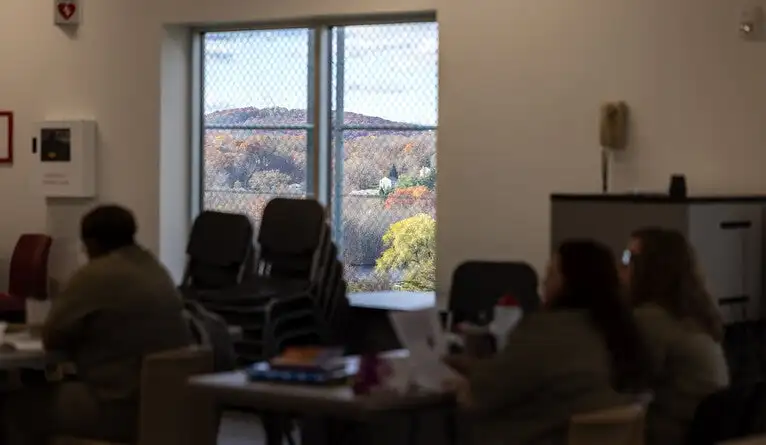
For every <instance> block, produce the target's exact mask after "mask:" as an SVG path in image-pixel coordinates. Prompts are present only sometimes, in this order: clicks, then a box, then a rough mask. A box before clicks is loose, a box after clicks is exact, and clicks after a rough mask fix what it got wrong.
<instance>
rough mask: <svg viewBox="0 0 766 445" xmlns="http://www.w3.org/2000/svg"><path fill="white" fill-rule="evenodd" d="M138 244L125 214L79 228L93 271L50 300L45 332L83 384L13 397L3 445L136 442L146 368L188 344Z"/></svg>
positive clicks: (170, 289) (88, 271) (160, 276)
mask: <svg viewBox="0 0 766 445" xmlns="http://www.w3.org/2000/svg"><path fill="white" fill-rule="evenodd" d="M135 234H136V223H135V220H134V218H133V215H132V214H131V213H130V212H129V211H128V210H126V209H124V208H122V207H119V206H113V205H109V206H102V207H98V208H96V209H94V210H92V211H91V212H90V213H88V214H87V215H86V216H85V217H84V218H83V219H82V222H81V238H82V242H83V244H84V246H85V249H86V251H87V254H88V258H89V262H88V263H87V264H86V265H84V266H83V267H82V268H81V269H79V270H78V271H77V272H76V273H75V274H74V276H73V277H72V278H71V280H70V281H69V283H68V285H67V286H66V287H65V288H64V289H63V291H62V292H61V293H60V294H59V295H57V296H55V297H54V299H53V301H52V307H51V311H50V313H49V314H48V317H47V319H46V321H45V324H44V326H43V330H42V338H43V343H44V345H45V348H46V349H48V350H60V351H63V352H64V353H66V354H67V355H68V356H69V357H70V358H71V359H72V361H73V362H74V364H75V365H76V367H77V377H76V378H77V379H76V380H74V381H65V382H63V383H60V384H52V385H49V386H42V387H39V388H27V389H23V390H20V391H19V392H17V393H14V394H10V395H9V396H8V397H7V400H6V403H4V415H5V420H6V422H5V429H6V434H7V435H8V436H9V437H8V438H7V441H3V442H2V443H10V444H19V445H21V444H30V445H32V444H34V445H37V444H39V445H43V444H45V443H46V442H47V439H48V437H49V436H50V435H59V434H60V435H67V436H74V437H83V438H91V439H100V440H106V441H111V442H120V443H133V442H134V441H135V439H136V435H137V425H138V398H139V385H140V375H141V365H142V359H143V358H144V357H145V356H147V355H148V354H151V353H154V352H159V351H163V350H169V349H175V348H179V347H183V346H186V345H189V344H190V343H191V333H190V330H189V327H188V325H187V323H186V321H185V320H184V318H183V315H182V302H181V300H180V298H179V295H178V293H177V290H176V286H175V284H174V282H173V279H172V278H171V277H170V275H169V274H168V272H167V270H166V269H165V268H164V267H163V266H162V264H160V262H159V261H158V260H157V259H156V258H155V257H154V256H153V255H152V254H151V253H150V252H148V251H147V250H145V249H143V248H142V247H140V246H139V245H137V244H136V242H135V240H134V236H135Z"/></svg>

____________

> [AIM OF THE TASK]:
Leave out the pictures and output the rest of the material exactly as written.

> [PROBLEM SOLUTION]:
For every <instance> block, produce the target's exact mask after "mask:" as an SVG path in image-pixel coordinates. Prompts are present only sometimes, in this order: clicks, then a box, then a rough mask. A box before clicks is loose, a box after clicks is exact, and clicks after a rough mask fix what it got wrong.
<instance>
rough mask: <svg viewBox="0 0 766 445" xmlns="http://www.w3.org/2000/svg"><path fill="white" fill-rule="evenodd" d="M138 244L125 214L79 228L93 271L50 300L45 332L83 384L13 397L3 445L136 442L146 368L188 344Z"/></svg>
positive clicks: (170, 289) (88, 271) (160, 276)
mask: <svg viewBox="0 0 766 445" xmlns="http://www.w3.org/2000/svg"><path fill="white" fill-rule="evenodd" d="M135 234H136V223H135V220H134V218H133V215H132V214H131V213H130V212H129V211H128V210H126V209H124V208H122V207H119V206H113V205H109V206H102V207H98V208H96V209H94V210H92V211H91V212H90V213H88V214H87V215H86V216H85V217H84V218H83V219H82V222H81V238H82V242H83V244H84V246H85V249H86V251H87V254H88V258H89V262H88V263H87V264H86V265H84V266H83V267H82V268H81V269H79V270H78V271H77V272H76V273H75V274H74V276H73V277H72V278H71V280H70V281H69V283H68V285H67V286H66V287H65V288H64V289H63V291H62V292H61V293H60V294H59V295H57V296H55V297H54V299H53V301H52V307H51V311H50V313H49V314H48V317H47V319H46V321H45V324H44V326H43V330H42V338H43V343H44V345H45V348H46V349H48V350H60V351H63V352H64V353H66V354H67V355H68V356H69V357H70V358H71V359H72V361H73V362H74V364H75V365H76V367H77V377H76V378H77V379H76V380H74V381H65V382H63V383H60V384H52V385H49V386H42V387H39V388H27V389H23V390H20V391H19V392H17V393H14V394H10V395H9V396H8V397H7V400H6V403H4V415H5V420H6V422H5V429H6V434H7V435H8V436H9V437H8V438H7V441H3V442H2V443H10V444H19V445H21V444H30V445H32V444H34V445H37V444H39V445H43V444H45V443H46V442H47V439H48V437H49V436H50V435H59V434H60V435H67V436H74V437H83V438H91V439H100V440H106V441H111V442H120V443H133V442H134V441H135V439H136V435H137V425H138V398H139V385H140V375H141V365H142V359H143V358H144V357H145V356H147V355H148V354H151V353H154V352H159V351H163V350H169V349H175V348H179V347H183V346H186V345H189V344H190V343H191V333H190V330H189V327H188V325H187V323H186V321H185V320H184V318H183V315H182V302H181V300H180V298H179V295H178V293H177V290H176V286H175V284H174V282H173V279H172V278H171V277H170V275H169V274H168V272H167V270H166V269H165V268H164V267H163V266H162V264H160V262H159V261H158V260H157V259H156V258H155V257H154V256H153V255H152V254H151V253H150V252H148V251H147V250H145V249H143V248H142V247H140V246H139V245H137V244H136V242H135V240H134V236H135Z"/></svg>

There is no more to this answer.